## Required work
Can you write out, word for word, the part of the deworming article below that starts at "A nonprofit organization, Deworm" and ends at "to attend school."?

## Selected text
********
Deworming the World
Boosting school populations in developing countries
MIT Professor Kristin Forbes admits she once wondered if economics was “all about doing proofs in an ivory tower.” Now, as a founder of Deworm the World, she has seen firsthand “the power of good economics to improve the lives of millions.”
A nonprofit organization, Deworm the World provides school-based programs to treat children for parasitic worms. Worldwide, more than 400 million children suffer from intestinal worms, which can make them too sick to attend school.
“People rarely die from worms. It’s not as dramatic as AIDS,” Forbes says. But treating for worms is incredibly cost-effective. A child can be dewormed for 50 cents or less a year — and is more likely to attend school, learn more, and have higher earnings later in life than infected children, according to research conducted by MIT’s Abdul Latif Jameel Poverty Action Lab.
Incorporated in 2008, Deworm the World tackles the worldwide problem of chronic, widespread infection with helminth or schistosome worms. Transmitted through contaminated soil or water, these worms live in the intestines and cause stomach pain, fever, vomiting, diarrhea, loss of appetite, blood in stools or urine, and fatigue.
Treatment is simple: a deworming tablet given just once a year will safely eradicate infection. In fact, Forbes says Deworm the World focuses on treating whole school populations, rather than testing and treating affected individuals, because testing is significantly more expensive than mass treatment, which has no side effects.
********
## Data supplied
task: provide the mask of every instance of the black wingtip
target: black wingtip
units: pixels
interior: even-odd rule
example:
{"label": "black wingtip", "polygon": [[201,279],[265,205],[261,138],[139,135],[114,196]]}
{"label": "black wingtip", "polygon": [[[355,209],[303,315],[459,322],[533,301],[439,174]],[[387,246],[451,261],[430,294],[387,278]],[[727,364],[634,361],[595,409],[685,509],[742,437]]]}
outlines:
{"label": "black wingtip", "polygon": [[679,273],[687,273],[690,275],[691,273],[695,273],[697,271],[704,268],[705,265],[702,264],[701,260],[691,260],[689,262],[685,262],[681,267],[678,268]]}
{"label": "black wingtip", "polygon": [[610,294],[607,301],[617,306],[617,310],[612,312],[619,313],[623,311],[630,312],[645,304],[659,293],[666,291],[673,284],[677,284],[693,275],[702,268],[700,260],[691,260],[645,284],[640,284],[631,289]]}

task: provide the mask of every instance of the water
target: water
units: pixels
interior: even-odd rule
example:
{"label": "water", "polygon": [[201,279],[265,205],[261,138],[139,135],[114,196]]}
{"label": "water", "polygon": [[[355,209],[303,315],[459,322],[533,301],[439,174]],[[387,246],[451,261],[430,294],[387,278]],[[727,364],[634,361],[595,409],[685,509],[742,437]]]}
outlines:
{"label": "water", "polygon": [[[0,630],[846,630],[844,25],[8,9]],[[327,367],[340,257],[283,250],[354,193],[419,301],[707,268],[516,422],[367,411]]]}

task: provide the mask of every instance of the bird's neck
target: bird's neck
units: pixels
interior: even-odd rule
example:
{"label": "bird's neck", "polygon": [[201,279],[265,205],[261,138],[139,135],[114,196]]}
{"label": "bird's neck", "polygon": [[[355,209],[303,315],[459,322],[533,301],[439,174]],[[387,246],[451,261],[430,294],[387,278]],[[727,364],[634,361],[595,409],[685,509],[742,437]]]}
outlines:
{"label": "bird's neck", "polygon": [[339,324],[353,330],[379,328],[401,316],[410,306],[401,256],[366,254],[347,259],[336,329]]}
********
## Solved problem
A nonprofit organization, Deworm the World provides school-based programs to treat children for parasitic worms. Worldwide, more than 400 million children suffer from intestinal worms, which can make them too sick to attend school.